** start of Text to read **

Write huge data to Postgres efficiently

shakti29
Level 2
Write huge data to Postgres efficiently

Hi,

I'm a data engineer and working for walmart labs.

my team is using dataiku to create flows and for creating a data lake and analysis. In one scenario we're writing huge data from a HDFS DSS down to postgres table. The process is taking a lot of time. I have checked this is because the insertion is happening sequentially. I tried to use spark and then execute the recipe but still only one task is getting created which is writing down to database. Kindly let me know if is there any way we can parallelize this operation to improve the performance and save execution time. 

Thanks for your time

0 Kudos
3 Replies
Marlan

Hi @shakti29,

Our experience with Netezza may be helpful. Moving data into Netezza was slow because Netezza doesn't handle the row level insert statements used by DSS well. We ended up writing out data we wanted to move to a text file and then using Netezza's bulk load functionality to load it in. This approach is much faster. Let me know if you would like more detail on this.

Marlan

shakti29
Level 2
Author

Thanks Marlan.

I am going to try similar approach as well. Just one question did you write the output to disk and then to Netezza. As the data that i want to write is around 50Gb and hosted on HDFS . So did you have to write the data down to disk and then use the bulk load functionality or you directly uploaded from HDFS to postgres.

0 Kudos
Marlan

Hi @shakti29,

Yes, we wrote the output to disk and then loaded it into Netezza from there. HDFS wasn't in the mix for us but even if it was, I think we'd have to do the same thing as I believe Netezza's bulk load (external table) functionality would require it.

Below is an excerpt of a Python script that shows how we did this.

Good luck!

Marlan

input_folder = dataiku.Folder('Prediction_Files')
input_folder_path = input_folder.get_path()
input_path_and_name = os.path.join(input_folder_path, 'prediction.csv')

log_folder = dataiku.Folder('Log_Files')
log_folder_path = log_folder.get_path()

output_dataset = dataiku.Dataset('PREDICTION')

** end of Text to read **
** start of Supplied data **

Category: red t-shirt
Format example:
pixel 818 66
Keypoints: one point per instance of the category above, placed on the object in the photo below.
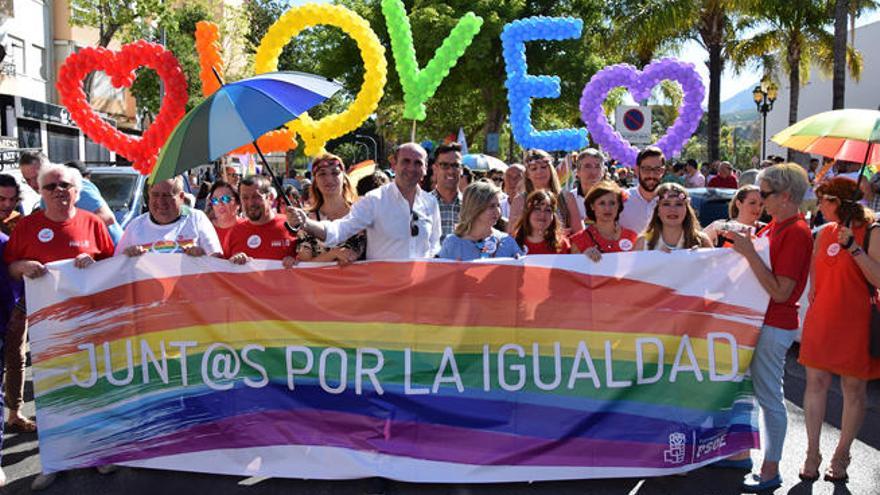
pixel 40 239
pixel 223 234
pixel 542 248
pixel 590 237
pixel 791 248
pixel 728 182
pixel 270 241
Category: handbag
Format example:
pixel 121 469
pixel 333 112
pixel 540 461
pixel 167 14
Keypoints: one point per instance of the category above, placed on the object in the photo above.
pixel 874 327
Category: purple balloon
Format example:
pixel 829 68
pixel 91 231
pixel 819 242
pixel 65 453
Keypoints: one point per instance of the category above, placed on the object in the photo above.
pixel 639 84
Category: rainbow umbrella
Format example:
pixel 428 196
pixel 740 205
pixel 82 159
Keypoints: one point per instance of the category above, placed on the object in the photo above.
pixel 237 114
pixel 850 135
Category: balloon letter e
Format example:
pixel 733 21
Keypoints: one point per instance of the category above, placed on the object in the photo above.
pixel 521 87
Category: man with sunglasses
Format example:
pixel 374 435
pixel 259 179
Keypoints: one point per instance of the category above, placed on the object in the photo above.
pixel 638 207
pixel 169 226
pixel 447 172
pixel 402 220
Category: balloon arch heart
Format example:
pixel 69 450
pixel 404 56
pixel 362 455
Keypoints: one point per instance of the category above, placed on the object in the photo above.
pixel 418 84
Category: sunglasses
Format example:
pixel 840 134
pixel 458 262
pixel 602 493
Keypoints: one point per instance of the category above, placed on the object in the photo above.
pixel 225 199
pixel 413 226
pixel 64 186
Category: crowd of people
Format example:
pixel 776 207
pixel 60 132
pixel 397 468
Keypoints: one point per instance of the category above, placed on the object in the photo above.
pixel 428 209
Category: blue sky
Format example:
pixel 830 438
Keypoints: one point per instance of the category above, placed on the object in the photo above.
pixel 731 83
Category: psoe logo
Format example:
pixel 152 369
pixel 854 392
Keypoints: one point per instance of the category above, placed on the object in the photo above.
pixel 677 448
pixel 45 235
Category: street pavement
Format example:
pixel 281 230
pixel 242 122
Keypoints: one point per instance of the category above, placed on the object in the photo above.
pixel 21 463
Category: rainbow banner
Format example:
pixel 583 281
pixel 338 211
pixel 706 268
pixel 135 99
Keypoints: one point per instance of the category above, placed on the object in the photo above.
pixel 548 367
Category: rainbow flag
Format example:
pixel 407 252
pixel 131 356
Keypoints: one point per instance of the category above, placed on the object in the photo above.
pixel 548 367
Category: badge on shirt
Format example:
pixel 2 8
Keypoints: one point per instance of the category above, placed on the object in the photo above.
pixel 833 249
pixel 46 235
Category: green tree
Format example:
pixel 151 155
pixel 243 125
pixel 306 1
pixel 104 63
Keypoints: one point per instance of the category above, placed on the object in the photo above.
pixel 790 36
pixel 645 27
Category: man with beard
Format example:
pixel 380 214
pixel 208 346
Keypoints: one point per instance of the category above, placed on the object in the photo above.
pixel 641 199
pixel 402 220
pixel 447 172
pixel 264 236
pixel 10 198
pixel 169 226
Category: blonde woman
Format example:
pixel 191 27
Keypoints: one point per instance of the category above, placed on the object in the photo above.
pixel 674 224
pixel 332 196
pixel 474 236
pixel 541 176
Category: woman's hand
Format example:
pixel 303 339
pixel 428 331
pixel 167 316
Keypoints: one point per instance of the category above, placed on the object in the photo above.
pixel 239 259
pixel 344 256
pixel 33 269
pixel 83 260
pixel 133 251
pixel 742 244
pixel 845 237
pixel 594 254
pixel 194 251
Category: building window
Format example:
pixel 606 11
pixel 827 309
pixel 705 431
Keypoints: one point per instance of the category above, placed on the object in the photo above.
pixel 29 134
pixel 63 144
pixel 16 53
pixel 38 62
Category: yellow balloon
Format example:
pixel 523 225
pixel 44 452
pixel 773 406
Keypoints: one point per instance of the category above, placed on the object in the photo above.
pixel 288 26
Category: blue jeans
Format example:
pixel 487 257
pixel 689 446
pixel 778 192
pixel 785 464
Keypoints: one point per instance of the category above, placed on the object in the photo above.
pixel 767 370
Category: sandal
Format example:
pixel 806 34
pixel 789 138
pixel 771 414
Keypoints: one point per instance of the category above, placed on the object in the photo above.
pixel 21 425
pixel 810 471
pixel 836 472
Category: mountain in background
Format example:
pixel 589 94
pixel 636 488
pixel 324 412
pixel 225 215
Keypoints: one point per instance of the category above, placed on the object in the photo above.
pixel 739 107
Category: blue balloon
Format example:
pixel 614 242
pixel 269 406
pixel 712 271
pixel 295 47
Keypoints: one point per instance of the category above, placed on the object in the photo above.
pixel 522 87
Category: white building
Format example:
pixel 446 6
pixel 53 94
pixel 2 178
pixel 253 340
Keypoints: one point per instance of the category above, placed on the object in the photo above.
pixel 815 96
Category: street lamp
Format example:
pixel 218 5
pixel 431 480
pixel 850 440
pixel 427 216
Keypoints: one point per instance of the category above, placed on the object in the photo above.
pixel 765 95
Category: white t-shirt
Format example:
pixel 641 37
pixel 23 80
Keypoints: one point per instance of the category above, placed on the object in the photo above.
pixel 637 211
pixel 193 228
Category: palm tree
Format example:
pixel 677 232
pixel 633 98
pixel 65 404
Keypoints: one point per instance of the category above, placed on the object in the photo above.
pixel 646 27
pixel 790 37
pixel 845 10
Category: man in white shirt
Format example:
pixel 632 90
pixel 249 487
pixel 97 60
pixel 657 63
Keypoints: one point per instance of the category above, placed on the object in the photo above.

** end of Supplied data **

*Short problem A*:
Please list every variable name that receives a value in the Python script excerpt at the end of the forum thread on writing data to Postgres.
*Short problem B*:
Translate this sentence from the forum thread on writing data to Postgres into Spanish: "Moving data into Netezza was slow because Netezza doesn't handle the row level insert statements used by DSS well."
The records aren't needed for this work.

*Final answer A*:
input_folder
input_folder_path
input_path_and_name
log_folder
log_folder_path
output_dataset

*Final answer B*:
Mover datos a Netezza era lento porque Netezza no maneja bien las sentencias de inserción a nivel de fila que usa DSS.